THE TASK >> Set every entry down again, unchanged, picture-free.

(Free-text object descriptions)
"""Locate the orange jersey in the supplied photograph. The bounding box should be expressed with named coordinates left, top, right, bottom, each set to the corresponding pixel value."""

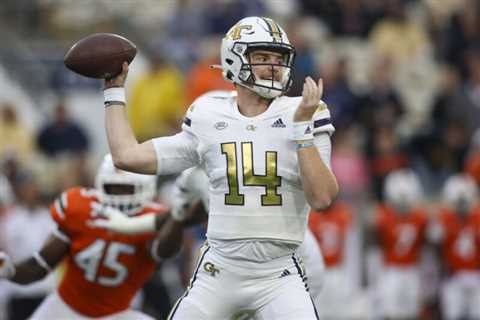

left=50, top=187, right=168, bottom=318
left=375, top=205, right=428, bottom=266
left=436, top=207, right=480, bottom=273
left=308, top=202, right=352, bottom=267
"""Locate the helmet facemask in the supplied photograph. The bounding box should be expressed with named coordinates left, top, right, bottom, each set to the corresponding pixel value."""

left=235, top=43, right=295, bottom=99
left=99, top=180, right=155, bottom=216
left=95, top=155, right=156, bottom=216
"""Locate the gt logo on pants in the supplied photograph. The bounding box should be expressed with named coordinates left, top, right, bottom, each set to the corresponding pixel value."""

left=203, top=262, right=220, bottom=277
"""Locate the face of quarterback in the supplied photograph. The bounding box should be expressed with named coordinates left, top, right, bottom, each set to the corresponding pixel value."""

left=248, top=49, right=289, bottom=91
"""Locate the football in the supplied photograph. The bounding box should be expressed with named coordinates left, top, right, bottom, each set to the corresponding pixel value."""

left=64, top=33, right=137, bottom=79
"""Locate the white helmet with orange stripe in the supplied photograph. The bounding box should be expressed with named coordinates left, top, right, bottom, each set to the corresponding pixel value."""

left=95, top=154, right=156, bottom=215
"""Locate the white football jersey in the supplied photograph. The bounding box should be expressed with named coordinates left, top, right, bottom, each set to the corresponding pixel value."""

left=153, top=91, right=334, bottom=243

SOLVED PROBLEM >>
"""Locate the orange jersey in the supplied photograph. The bounding box should be expressed with named coordinates left, top, right, bottom, each set to the corresponding pixel value."""


left=50, top=187, right=168, bottom=318
left=375, top=205, right=428, bottom=266
left=436, top=207, right=480, bottom=273
left=308, top=202, right=352, bottom=267
"""Locate the helmet facemask in the supplied photograph. The bounding box should be expressed with named coordinates left, top, right, bottom, each set to the corresponding pixel value."""

left=235, top=43, right=295, bottom=99
left=99, top=180, right=155, bottom=216
left=95, top=155, right=156, bottom=216
"""Locate the gt logo on pants in the supplied photograph. The bounding box should be expressed with named coordinates left, top, right, bottom, each set to the corresponding pixel value."""

left=203, top=262, right=220, bottom=277
"""Locate the face of quarterback in the supplied photograph. The bounding box should be expressed with named coordinates left, top, right, bottom, each set to the corresponding pixel value."""

left=248, top=49, right=289, bottom=91
"""Locate the football in the supplied photograph. The bounding box should be expressed with named coordinates left, top, right, bottom, each set to the corresponding pixel value."""

left=64, top=33, right=137, bottom=79
"""Locate the white helmet with orange stripe in the supplied photograph. The bounding box should be expressed with named coordinates left, top, right, bottom, each set to the corresponding pixel value."""

left=95, top=154, right=156, bottom=215
"""Locate the white football jersey in the supplied photograph. The bounding box should be expressed with named coordinates left, top, right, bottom, each set to the corresponding pixel value."""

left=153, top=91, right=334, bottom=243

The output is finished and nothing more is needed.